# Data shown
---------------
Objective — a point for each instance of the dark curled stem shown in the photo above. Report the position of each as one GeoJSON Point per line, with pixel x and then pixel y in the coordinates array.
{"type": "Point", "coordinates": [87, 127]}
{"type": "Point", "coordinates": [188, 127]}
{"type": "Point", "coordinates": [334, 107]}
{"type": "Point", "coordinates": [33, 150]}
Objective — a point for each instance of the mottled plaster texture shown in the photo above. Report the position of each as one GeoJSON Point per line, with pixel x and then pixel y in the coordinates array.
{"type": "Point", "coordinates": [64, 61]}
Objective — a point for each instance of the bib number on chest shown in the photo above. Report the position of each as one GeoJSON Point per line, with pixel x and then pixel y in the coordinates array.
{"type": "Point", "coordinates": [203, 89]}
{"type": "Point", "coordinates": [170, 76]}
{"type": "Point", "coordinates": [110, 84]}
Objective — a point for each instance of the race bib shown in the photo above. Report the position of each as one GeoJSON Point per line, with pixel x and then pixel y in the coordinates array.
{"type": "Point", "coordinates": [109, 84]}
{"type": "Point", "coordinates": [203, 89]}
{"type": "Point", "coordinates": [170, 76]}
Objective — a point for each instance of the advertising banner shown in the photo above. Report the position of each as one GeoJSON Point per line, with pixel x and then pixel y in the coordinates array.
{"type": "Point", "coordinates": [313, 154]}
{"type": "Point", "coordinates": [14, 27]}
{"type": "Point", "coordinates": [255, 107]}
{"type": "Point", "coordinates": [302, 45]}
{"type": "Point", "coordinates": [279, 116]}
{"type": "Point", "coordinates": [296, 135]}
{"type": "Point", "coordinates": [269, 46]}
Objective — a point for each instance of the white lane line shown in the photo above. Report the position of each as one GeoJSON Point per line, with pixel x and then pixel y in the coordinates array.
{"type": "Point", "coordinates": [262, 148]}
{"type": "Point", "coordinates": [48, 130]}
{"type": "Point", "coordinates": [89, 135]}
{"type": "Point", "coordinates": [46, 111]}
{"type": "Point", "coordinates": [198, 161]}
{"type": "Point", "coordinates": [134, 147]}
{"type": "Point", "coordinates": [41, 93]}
---------------
# Instructions to follow
Retype exactly, and only, the lines that run from the one with "Objective — a point for each instance of the white" through the final line of the entries.

# Response area
Objective — a point for each instance of the white lane line shown in the photo above. Report the position of each as one GeoJSON Point per line, with pixel x and then pixel y in the coordinates array.
{"type": "Point", "coordinates": [262, 148]}
{"type": "Point", "coordinates": [48, 130]}
{"type": "Point", "coordinates": [89, 135]}
{"type": "Point", "coordinates": [46, 111]}
{"type": "Point", "coordinates": [198, 161]}
{"type": "Point", "coordinates": [134, 147]}
{"type": "Point", "coordinates": [41, 93]}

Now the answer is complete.